** PASSAGE SHOWN follows **
Cryo-EM structures of Mycobacterium tuberculosis pyruvate carboxylase reveal allosteric activation and domain dynamics during catalysis

Pyruvate carboxylase (PC) is a biotin-dependent enzyme essential for anaplerotic flux into the tricarboxylic acid cycle and gluconeogenesis. Despite longstanding biochemical knowledge, the structural mechanisms governing its allosteric regulation and domain coordination remain poorly defined. Here, we present the cryo-EM structures of Mycobacterium tuberculosis PC (MtPC) captured in both apo and substrate-bound forms. In the absence of acetyl-CoA, MtPC forms a flexible and unstable tetramer that readily dissociates into subcomplexes. Upon binding of acetyl-CoA and the substrates, the enzyme transitions into a compact, ordered assembly, with acetyl-CoA acting as a molecular clamp that stabilizes inter-subunit interactions. Remarkably, we captured the mobile biotinylated domain simultaneously engaging each catalytic center within monomers, providing direct structural evidence for the two steps of the catalytic cycle. 3D variability analysis further revealed how this mobile domain translocates between the active sites during catalysis. Together, these findings demonstrate how acetyl-CoA stabilizes MtPC by reinforcing inter-subunit contacts and elucidate the conformational dynamics underlying domain coordination during catalysis. These findings provide new structural insights into the allosteric regulation of this essential metabolic enzyme.
** End of PASSAGE SHOWN **
** DATASET CONTENT follows **
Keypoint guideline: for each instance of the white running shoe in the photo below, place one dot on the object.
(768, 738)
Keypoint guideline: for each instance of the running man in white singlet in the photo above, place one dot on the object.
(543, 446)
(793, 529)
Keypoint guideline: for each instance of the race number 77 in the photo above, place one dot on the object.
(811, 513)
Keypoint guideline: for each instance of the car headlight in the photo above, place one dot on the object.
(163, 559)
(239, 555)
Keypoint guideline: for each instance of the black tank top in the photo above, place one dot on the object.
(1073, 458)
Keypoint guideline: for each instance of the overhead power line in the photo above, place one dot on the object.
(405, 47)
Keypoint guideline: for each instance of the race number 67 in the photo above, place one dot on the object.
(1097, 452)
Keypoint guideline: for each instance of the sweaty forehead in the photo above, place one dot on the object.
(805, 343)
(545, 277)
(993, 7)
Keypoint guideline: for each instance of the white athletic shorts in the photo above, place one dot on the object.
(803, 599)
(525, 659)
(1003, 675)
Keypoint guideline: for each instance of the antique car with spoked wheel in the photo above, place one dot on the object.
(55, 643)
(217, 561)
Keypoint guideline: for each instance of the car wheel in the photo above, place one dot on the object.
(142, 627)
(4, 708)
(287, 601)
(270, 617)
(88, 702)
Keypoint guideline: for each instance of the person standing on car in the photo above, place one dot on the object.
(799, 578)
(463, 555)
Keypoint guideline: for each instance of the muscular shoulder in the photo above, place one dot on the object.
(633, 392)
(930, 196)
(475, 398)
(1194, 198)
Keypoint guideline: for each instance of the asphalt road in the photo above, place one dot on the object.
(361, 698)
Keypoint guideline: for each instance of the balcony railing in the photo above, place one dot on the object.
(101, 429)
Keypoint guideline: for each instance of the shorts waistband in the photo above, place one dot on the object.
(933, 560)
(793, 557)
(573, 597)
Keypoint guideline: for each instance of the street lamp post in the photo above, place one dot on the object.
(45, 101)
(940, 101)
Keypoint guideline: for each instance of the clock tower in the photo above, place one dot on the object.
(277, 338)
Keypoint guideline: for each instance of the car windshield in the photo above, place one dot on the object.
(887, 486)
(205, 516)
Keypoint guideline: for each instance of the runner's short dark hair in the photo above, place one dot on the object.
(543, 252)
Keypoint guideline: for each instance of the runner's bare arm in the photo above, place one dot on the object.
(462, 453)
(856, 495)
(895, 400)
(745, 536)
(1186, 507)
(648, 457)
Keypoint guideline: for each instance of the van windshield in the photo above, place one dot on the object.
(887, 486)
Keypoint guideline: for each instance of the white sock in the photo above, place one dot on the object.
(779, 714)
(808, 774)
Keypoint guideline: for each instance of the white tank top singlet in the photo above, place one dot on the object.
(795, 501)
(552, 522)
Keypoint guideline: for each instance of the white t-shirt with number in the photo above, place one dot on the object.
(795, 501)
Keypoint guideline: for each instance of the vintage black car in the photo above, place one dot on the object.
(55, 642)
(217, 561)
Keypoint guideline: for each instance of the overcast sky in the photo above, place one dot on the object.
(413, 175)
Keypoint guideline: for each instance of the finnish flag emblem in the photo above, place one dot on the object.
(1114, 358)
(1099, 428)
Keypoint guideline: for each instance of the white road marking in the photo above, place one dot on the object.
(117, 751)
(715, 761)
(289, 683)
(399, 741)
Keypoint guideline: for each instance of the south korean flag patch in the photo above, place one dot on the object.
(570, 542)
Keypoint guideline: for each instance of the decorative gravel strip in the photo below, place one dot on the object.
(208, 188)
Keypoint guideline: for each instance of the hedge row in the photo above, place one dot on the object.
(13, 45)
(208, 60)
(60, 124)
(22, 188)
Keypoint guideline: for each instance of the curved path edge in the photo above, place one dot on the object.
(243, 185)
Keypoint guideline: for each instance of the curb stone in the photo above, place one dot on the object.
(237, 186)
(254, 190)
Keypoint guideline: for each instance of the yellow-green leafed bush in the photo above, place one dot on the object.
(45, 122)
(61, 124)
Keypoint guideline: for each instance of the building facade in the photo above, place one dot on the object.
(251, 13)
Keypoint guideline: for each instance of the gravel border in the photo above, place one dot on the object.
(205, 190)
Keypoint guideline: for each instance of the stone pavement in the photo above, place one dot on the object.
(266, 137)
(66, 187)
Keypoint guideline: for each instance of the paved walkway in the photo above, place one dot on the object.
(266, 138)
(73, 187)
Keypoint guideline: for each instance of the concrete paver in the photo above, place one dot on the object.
** End of DATASET CONTENT **
ASSIGNED TASK 1
List the conclusions that the last two sentences of the MtPC abstract draw from the findings.
ASSIGNED TASK 2
Answer these questions from the MtPC abstract:
(a) What is pyruvate carboxylase dependent on?
(b) What does MtPC form in the absence of acetyl-CoA, and what does it readily do?
(c) Which analysis revealed how the mobile domain translocates between the active sites?
The entries are separate material, unrelated to the abstract.

EXERCISE OUTPUT 1
- Acetyl-CoA stabilizes MtPC by reinforcing inter-subunit contacts.
- The findings elucidate the conformational dynamics underlying domain coordination during catalysis.
- The findings provide new structural insights into the allosteric regulation of this essential metabolic enzyme.

EXERCISE OUTPUT 2
(a) Biotin.
(b) It forms a flexible and unstable tetramer that readily dissociates into subcomplexes.
(c) 3D variability analysis.